### TAREA A
Según el fragmento, ¿qué significa la palabra hebrea ruach?

### FRAGMENTO DE ORIGEN
☆ ☆ ☆ ☆ ☆ ☆ ☆
La propia palabra espíritu conserva en su etimología la huella, e incluso la onomatopeya, de una visión que hace tres milenios debió de ser mucho más frecuente: la idea del alma como algo ligado especialmente a la respiración. Otros términos que en distintos idiomas servirían para traducir la noción de «espíritu» también están asociados con la misma idea: por ejemplo, el griego psykhé (de donde viene la palabra «psicología» —la ciencia del alma—, del verbo psykhein, «respirar» o «soplar»), o el hebreo ruach («viento») o neshama («aliento»). Al fin y al cabo, el cese de la respiración es uno de los indicios más fáciles de observar (aunque esté lejos de ser totalmente fiable) de que alguien ha fallecido, y la sonora expulsión final del aire contenido en los pulmones cuando la muerte detiene nuestro reflejo respiratorio puede haber llevado también a la idea de que, con ese último soplo, la vida se escapa del cuerpo.
Así, en el Antiguo Testamento no hay indicio de que los hebreos anteriores al cautiverio en Babilonia (siglo VI a.C.) creyesen en algo parecido a la «inmortalidad del alma», una idea que solo empieza a aparecer en sus últimos libros, escritos ya bastante después de las conquistas de Alejandro Magno (siglo IV a.C). El espíritu, o ruach, sería, pues, para ellos una especie de principio vital; divino, sí, pero de naturaleza más o menos «física», y no persistiría tras la muerte. Tampoco parece que creyeran en la persistencia del alma las primeras civilizaciones mesopotámicas, como atestigua el Poema de Gilgamesh.
Epopeya de Gilgamesh
La Epopeya o Poema de Gilgamesh es una de las obras literarias más antiguas del mundo. Hay fragmentos de una versión en lengua sumeria de la segunda mitad del tercer milenio a. C. (es decir, casi dos mil años anterior a las obras literarias más antiguas conocidas en griego y en hebreo). También hay versiones más recientes en otras lenguas de Mesopotamia y del antiguo Oriente Medio. Entre otras cosas, el poema contiene la primera versión conocida de la leyenda de un «Diluvio Universal».
Fotografía de un relieve de GilgameshRelieve de Gilgamesh hallado en el palacio de Sargon II y actualmente expuesto en el Museo del Louvre.
La historia narra las aventuras de Gilgamesh, un gobernante de la ciudad de Uruk cuya tendencia a abusar de las mujeres enfurece a sus súbditos, que ruegan a los dioses que lo castiguen. Los dioses crean a un hombre medio salvaje y de extremada fuerza, Enkidu, para que luche contra Gilgamesh, pero ambos se hacen amigos después de su primer combate. Posteriormente, Enkidu muere, y Gilgamesh, apesadumbrado, emprende una infructuosa búsqueda de la inmortalidad.
☆ ☆ ☆ ☆ ☆ ☆ ☆
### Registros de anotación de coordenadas
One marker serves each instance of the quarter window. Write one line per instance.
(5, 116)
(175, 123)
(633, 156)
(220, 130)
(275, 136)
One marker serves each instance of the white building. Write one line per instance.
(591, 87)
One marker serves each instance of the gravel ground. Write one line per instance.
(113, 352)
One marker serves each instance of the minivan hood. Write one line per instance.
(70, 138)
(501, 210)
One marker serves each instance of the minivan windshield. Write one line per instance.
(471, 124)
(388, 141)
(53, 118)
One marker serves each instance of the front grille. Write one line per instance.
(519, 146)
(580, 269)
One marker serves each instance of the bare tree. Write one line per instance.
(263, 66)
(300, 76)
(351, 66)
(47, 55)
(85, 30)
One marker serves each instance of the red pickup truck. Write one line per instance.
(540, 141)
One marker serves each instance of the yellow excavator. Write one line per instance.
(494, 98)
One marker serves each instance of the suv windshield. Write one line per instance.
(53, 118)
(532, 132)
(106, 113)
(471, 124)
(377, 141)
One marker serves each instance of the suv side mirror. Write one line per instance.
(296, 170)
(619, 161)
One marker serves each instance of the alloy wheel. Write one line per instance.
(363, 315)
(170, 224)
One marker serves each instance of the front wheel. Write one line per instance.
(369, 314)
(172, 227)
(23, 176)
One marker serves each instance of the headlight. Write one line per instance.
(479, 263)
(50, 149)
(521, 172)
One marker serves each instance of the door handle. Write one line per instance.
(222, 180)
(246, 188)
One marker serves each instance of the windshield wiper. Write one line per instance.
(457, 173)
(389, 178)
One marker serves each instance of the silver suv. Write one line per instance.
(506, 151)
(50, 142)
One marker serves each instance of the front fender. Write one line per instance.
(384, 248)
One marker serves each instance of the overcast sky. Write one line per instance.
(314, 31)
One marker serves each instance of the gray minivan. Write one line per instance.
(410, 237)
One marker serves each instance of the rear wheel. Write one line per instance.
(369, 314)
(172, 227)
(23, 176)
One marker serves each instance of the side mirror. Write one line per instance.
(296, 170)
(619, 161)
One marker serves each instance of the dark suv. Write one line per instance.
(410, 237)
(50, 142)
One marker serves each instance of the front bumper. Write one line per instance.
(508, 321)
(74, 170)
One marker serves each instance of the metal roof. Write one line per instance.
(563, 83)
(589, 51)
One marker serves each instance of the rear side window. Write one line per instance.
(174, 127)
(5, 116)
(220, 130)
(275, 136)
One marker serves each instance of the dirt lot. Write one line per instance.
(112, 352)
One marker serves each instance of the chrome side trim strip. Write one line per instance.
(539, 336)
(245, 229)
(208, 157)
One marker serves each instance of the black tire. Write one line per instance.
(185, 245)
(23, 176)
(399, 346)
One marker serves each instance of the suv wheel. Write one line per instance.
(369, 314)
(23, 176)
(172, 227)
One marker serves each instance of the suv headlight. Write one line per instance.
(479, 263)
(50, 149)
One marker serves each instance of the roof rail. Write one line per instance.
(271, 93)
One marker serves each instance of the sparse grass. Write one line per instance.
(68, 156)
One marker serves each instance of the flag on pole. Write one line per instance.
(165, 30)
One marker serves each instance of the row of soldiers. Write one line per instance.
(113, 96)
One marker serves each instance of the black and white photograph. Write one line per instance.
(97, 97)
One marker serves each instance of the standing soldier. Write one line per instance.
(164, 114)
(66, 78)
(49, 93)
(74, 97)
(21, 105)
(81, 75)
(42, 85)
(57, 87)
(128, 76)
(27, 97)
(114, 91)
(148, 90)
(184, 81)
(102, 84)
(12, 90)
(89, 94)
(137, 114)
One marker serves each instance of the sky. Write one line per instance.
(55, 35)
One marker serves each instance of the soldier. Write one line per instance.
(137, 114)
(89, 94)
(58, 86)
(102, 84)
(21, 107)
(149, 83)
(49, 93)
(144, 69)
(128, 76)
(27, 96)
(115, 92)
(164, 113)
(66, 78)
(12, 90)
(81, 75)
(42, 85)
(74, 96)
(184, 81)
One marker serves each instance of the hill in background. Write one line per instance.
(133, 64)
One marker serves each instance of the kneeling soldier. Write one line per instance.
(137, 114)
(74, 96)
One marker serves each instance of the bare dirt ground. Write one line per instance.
☆ ☆ ☆ ☆ ☆ ☆ ☆
### TAREA B
Vuelve a escribir sin cambios los registros desde la línea que contiene "One marker serves each instance of the soldier.", incluida esa línea, hasta el final de los registros.

### RESPUESTA A
Significa «viento».

### RESPUESTA B
One marker serves each instance of the soldier. Write one line per instance.
(137, 114)
(89, 94)
(58, 86)
(102, 84)
(21, 107)
(149, 83)
(49, 93)
(144, 69)
(128, 76)
(27, 96)
(115, 92)
(164, 113)
(66, 78)
(12, 90)
(81, 75)
(42, 85)
(74, 96)
(184, 81)
One marker serves each instance of the hill in background. Write one line per instance.
(133, 64)
One marker serves each instance of the kneeling soldier. Write one line per instance.
(137, 114)
(74, 96)
One marker serves each instance of the bare dirt ground. Write one line per instance.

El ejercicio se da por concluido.